→ **Testo fornito**:
Le cose vengono, di necessità, continuamente trasformate per poter essere utilizzate. Più la trasformazione è lenta e più lento e duraturo è il riutilizzo di un determinato prodotto.

Noi quando parliamo di "prodotti" intendiamo soprattutto quelli dell'uomo: in realtà lo stesso essere umano è un prodotto della natura, è frutto di progressive, sempre più complesse trasformazioni della natura.

L'uomo compie processi di trasformazione che prima di lui ha già compiuto la natura, la quale anche oggi li compie con o senza la presenza dell'uomo. L'intera vita terrestre e persino cosmica è tale solo come conseguenza di continue trasformazioni indipendenti dalla volontà umana.

→ **Istruzioni del compito**:
Aggiorna il passo del testo fornito che inizia con "Noi quando parliamo" e finisce con "dalla volontà umana.", riscrivendolo con "biosfera" al posto di "natura".

→ **Voci**:
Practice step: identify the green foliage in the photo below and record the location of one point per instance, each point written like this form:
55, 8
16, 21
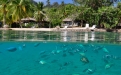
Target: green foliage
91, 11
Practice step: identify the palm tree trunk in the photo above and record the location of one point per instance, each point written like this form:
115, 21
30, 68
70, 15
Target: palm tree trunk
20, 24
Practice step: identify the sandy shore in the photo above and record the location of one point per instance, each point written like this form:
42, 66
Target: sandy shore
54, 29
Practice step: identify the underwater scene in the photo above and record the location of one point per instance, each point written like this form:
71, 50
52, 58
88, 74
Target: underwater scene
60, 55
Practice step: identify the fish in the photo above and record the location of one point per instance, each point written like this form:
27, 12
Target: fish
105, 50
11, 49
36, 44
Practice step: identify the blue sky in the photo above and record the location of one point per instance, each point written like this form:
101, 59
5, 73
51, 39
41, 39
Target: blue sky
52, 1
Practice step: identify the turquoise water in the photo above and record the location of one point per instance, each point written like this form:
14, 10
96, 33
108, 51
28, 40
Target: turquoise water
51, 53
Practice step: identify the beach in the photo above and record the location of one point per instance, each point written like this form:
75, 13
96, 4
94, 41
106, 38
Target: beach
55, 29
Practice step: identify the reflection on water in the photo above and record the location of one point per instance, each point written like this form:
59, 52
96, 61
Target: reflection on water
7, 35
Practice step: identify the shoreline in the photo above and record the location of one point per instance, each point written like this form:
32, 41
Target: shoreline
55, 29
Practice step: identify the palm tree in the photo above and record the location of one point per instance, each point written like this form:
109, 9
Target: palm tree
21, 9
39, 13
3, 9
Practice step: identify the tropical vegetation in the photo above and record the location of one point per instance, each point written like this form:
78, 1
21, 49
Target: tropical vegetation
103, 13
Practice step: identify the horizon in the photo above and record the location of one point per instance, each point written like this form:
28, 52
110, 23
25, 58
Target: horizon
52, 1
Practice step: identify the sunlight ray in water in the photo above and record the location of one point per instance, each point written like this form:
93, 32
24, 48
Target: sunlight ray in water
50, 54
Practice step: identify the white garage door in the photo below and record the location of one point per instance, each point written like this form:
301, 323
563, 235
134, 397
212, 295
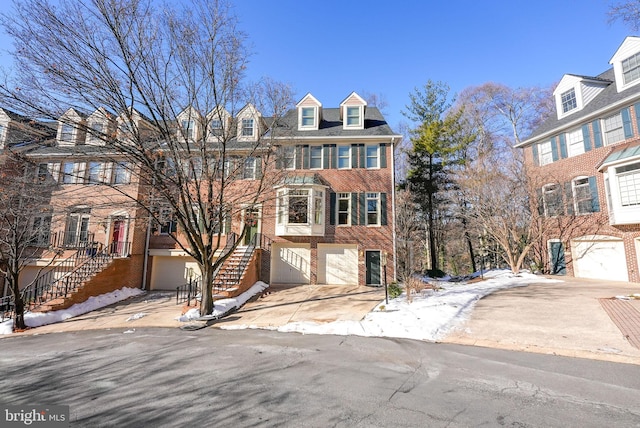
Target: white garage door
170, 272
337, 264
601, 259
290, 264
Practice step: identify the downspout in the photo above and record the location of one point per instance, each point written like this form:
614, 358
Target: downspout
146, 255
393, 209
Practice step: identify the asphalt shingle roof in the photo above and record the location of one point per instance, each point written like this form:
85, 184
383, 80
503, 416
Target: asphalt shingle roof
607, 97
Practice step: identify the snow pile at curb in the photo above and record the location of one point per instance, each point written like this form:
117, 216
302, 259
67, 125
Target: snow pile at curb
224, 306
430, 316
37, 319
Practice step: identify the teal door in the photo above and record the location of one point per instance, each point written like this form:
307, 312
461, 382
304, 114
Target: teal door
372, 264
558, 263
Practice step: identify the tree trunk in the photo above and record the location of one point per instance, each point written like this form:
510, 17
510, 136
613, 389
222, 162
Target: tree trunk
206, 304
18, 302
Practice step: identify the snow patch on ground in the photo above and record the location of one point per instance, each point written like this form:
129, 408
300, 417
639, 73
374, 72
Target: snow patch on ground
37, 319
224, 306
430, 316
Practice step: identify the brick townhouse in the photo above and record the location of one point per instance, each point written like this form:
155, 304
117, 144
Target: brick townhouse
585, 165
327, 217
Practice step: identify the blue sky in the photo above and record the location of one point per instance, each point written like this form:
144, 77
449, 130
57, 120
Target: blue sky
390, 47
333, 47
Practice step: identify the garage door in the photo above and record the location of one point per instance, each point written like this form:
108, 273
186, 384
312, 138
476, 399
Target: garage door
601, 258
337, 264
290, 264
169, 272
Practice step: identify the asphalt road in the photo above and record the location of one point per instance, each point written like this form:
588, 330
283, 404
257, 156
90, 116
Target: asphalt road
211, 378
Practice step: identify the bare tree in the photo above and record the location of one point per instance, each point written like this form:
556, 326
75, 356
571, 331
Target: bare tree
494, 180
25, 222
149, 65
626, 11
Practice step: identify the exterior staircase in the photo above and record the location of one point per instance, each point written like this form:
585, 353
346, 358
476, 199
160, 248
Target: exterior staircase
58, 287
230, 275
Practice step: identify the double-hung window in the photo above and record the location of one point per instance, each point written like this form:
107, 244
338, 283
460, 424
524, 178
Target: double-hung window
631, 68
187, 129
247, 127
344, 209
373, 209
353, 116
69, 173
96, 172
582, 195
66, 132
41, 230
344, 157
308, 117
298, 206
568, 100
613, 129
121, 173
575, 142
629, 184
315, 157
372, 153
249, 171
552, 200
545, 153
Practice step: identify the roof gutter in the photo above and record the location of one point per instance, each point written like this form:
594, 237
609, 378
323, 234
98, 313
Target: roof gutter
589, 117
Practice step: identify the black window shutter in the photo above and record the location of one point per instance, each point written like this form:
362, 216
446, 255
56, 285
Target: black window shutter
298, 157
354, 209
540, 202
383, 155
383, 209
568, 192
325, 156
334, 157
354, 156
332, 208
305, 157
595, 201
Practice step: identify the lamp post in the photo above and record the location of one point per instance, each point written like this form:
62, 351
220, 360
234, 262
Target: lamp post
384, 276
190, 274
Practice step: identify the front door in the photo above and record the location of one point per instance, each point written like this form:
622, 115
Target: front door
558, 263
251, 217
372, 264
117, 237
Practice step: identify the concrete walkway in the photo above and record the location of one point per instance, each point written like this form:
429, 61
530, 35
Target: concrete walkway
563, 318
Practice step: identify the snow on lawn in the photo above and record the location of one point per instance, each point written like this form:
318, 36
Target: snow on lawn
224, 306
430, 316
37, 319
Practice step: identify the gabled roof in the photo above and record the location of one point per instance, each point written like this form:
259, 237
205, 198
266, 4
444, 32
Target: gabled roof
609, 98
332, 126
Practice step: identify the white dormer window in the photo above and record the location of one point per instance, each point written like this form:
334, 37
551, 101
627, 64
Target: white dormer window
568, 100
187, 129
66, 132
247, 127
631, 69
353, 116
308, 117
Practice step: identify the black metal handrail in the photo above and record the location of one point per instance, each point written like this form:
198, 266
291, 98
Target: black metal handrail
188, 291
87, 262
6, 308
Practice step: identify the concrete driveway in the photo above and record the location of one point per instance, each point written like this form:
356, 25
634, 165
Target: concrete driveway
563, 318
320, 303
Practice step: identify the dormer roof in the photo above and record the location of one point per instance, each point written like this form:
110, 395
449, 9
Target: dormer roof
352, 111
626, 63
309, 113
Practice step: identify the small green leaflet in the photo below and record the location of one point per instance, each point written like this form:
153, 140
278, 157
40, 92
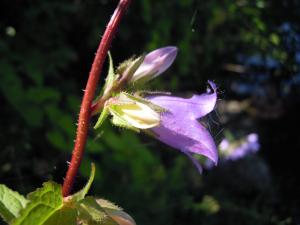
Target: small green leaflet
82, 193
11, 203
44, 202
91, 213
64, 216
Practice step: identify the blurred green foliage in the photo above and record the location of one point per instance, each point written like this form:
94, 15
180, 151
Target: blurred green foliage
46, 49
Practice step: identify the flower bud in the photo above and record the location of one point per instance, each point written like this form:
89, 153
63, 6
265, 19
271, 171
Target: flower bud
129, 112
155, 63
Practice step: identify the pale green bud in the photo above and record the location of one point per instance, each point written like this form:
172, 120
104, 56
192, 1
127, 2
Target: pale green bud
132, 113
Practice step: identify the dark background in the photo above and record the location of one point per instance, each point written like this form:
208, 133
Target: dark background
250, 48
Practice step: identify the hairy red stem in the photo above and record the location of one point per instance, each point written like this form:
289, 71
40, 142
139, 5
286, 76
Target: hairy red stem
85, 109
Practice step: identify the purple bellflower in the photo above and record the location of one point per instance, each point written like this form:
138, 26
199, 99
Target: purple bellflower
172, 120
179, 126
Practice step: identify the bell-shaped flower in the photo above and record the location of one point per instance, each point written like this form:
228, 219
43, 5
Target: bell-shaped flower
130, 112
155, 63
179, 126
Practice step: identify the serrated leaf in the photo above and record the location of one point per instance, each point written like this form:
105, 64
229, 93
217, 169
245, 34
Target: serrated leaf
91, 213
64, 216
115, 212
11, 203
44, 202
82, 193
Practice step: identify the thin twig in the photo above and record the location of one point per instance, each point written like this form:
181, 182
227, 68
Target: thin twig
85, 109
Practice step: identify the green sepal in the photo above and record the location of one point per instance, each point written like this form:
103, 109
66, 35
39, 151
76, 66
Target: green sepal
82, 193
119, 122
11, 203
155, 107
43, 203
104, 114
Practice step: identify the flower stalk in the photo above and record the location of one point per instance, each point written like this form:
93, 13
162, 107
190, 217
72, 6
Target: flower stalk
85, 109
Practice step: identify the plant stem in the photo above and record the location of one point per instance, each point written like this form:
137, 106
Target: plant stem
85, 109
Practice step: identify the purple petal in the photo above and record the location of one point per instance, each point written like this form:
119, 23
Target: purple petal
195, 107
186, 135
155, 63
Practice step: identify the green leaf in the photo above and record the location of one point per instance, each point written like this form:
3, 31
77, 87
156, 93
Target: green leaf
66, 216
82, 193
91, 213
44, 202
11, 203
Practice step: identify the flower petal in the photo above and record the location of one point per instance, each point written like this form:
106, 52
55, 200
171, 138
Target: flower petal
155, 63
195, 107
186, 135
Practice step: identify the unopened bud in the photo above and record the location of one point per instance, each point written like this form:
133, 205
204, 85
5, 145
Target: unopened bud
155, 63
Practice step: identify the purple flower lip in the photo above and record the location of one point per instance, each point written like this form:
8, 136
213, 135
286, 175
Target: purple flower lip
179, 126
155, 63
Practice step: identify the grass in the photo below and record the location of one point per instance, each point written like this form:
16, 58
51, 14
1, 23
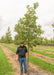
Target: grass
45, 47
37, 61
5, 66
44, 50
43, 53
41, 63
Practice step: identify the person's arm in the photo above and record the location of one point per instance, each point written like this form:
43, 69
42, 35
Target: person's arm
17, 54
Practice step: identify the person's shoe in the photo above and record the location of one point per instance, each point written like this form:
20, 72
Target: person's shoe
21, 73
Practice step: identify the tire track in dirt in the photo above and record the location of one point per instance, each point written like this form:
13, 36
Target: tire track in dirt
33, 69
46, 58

→ **Risultato finale**:
Noi quando parliamo di "prodotti" intendiamo soprattutto quelli dell'uomo: in realtà lo stesso essere umano è un prodotto della biosfera, è frutto di progressive, sempre più complesse trasformazioni della biosfera.

L'uomo compie processi di trasformazione che prima di lui ha già compiuto la biosfera, la quale anche oggi li compie con o senza la presenza dell'uomo. L'intera vita terrestre e persino cosmica è tale solo come conseguenza di continue trasformazioni indipendenti dalla volontà umana.